## WORK TO COMPLETE
Both the line below containing "Target: white baseboard" and the line containing "point(304, 391)", along with every line between them, should be repeated exactly; no other line belongs in the answer.

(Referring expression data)

------------------------

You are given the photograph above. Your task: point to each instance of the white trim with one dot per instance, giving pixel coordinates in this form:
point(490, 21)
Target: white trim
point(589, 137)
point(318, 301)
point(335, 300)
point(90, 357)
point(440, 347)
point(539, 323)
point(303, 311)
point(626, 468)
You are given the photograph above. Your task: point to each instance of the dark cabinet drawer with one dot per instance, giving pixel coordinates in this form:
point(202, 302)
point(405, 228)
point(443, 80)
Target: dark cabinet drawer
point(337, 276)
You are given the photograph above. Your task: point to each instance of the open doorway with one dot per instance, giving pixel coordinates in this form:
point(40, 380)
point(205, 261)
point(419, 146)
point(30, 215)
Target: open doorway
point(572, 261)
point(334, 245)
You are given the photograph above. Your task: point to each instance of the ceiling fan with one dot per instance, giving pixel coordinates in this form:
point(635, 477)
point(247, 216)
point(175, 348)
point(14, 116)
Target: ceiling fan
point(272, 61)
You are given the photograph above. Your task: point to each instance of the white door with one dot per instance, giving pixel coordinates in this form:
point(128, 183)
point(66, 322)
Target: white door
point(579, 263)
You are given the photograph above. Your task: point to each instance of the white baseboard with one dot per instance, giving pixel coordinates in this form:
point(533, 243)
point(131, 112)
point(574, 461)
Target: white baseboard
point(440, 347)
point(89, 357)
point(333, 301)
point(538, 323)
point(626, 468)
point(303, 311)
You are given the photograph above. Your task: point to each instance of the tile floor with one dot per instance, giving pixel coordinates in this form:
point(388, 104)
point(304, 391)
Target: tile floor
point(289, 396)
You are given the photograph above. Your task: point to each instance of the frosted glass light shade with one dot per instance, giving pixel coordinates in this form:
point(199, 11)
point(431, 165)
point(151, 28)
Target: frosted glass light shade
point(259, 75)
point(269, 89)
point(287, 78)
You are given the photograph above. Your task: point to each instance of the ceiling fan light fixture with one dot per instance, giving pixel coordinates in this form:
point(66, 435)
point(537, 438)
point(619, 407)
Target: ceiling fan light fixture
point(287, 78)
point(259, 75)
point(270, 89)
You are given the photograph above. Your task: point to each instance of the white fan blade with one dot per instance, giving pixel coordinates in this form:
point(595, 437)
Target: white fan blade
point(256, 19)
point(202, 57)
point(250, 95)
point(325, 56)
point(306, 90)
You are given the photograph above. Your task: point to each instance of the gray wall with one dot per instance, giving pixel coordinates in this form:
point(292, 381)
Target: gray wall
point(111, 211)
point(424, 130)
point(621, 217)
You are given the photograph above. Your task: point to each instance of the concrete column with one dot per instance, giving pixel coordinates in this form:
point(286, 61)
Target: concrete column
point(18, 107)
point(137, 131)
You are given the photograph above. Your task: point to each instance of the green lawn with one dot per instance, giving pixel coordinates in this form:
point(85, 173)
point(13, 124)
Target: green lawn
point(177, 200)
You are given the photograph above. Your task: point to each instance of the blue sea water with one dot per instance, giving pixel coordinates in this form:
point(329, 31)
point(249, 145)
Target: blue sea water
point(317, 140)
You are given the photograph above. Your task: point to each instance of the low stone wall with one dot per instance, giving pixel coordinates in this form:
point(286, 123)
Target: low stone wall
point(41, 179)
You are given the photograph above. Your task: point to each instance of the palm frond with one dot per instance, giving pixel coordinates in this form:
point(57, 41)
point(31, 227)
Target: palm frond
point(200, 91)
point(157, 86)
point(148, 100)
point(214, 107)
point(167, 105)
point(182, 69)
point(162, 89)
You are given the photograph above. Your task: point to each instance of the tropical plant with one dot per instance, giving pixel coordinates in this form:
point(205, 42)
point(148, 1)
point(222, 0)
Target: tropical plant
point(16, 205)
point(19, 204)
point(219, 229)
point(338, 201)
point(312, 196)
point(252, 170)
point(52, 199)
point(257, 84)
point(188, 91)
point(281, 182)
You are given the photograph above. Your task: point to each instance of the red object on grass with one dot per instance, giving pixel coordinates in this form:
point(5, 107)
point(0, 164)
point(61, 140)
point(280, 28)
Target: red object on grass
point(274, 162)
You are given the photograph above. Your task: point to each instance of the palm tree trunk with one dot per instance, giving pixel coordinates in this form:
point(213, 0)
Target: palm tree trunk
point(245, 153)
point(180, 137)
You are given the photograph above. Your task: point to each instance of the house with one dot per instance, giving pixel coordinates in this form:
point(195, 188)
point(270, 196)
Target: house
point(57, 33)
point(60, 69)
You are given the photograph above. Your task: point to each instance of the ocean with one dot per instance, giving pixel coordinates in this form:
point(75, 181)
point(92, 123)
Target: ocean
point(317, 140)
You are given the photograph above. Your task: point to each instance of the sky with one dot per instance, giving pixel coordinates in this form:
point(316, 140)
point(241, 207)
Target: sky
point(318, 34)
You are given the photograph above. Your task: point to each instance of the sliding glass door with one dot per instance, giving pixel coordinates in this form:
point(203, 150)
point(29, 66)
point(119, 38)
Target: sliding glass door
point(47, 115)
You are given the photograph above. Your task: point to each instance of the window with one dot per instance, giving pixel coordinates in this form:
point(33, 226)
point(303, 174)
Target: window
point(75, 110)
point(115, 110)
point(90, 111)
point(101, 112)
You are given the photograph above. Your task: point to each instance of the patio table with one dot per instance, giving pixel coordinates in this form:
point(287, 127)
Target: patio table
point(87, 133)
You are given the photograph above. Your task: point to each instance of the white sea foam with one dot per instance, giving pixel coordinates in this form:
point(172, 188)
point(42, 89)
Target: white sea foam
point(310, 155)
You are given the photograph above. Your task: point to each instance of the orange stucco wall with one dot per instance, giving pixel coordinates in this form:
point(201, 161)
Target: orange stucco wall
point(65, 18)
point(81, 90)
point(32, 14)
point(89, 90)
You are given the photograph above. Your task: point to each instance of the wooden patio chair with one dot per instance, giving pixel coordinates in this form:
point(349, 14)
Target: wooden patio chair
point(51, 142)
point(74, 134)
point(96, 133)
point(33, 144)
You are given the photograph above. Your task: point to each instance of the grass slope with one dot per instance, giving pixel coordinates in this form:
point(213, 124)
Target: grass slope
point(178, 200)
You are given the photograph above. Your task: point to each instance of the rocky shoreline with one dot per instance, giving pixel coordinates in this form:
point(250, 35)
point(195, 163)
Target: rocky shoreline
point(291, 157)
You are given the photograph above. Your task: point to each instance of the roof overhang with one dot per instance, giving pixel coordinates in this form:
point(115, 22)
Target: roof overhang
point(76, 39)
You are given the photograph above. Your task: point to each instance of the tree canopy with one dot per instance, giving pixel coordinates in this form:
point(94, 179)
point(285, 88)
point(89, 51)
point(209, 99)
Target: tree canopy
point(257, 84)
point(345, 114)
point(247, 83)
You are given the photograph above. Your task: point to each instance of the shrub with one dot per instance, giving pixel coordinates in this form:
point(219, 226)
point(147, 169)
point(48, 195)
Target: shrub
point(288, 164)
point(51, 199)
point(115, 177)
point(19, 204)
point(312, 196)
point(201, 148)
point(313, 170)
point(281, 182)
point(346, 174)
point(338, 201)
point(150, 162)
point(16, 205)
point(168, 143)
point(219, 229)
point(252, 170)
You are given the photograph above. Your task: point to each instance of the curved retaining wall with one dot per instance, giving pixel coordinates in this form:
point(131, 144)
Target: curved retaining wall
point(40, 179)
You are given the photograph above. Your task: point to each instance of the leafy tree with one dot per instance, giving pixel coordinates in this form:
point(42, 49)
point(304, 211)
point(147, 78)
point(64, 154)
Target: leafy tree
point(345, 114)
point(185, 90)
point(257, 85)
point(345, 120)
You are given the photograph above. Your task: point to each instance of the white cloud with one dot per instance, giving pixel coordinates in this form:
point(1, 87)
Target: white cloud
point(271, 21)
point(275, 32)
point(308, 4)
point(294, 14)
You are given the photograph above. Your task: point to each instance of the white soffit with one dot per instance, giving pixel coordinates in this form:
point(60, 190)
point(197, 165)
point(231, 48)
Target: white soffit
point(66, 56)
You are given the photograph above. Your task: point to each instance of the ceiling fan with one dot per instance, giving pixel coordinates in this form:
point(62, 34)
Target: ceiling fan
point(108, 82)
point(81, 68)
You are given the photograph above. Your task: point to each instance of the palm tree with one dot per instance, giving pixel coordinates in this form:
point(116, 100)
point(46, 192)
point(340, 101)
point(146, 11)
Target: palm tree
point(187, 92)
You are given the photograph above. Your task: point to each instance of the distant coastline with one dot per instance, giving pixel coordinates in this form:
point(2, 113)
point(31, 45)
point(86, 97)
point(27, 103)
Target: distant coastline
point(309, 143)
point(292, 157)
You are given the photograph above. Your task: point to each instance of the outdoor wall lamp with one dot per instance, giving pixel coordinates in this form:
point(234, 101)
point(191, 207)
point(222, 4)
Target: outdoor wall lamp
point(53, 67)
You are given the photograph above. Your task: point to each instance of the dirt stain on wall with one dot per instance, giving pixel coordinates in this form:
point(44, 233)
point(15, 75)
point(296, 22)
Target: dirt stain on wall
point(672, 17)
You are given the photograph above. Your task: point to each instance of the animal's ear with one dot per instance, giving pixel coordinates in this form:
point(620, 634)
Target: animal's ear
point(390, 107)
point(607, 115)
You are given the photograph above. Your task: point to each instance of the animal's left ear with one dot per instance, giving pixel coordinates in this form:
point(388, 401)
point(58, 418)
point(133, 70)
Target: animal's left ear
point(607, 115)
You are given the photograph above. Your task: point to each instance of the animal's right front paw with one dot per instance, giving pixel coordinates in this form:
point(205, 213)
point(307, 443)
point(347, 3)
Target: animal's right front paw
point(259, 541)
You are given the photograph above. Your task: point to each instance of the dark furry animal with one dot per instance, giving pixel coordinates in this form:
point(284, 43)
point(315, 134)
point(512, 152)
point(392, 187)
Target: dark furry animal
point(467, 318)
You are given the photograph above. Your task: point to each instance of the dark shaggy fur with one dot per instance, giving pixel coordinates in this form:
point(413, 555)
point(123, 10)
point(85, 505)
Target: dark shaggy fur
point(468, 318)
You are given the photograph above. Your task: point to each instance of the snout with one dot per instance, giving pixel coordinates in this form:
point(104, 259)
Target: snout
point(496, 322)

------------------------

## TASK SOLUTION
Target: white baseboard
point(440, 347)
point(89, 357)
point(333, 301)
point(538, 323)
point(626, 468)
point(303, 311)
You are given the photograph above. Your task: point to each instance of the tile floor with one dot per instance, giving pixel coordinates in this form:
point(388, 104)
point(304, 391)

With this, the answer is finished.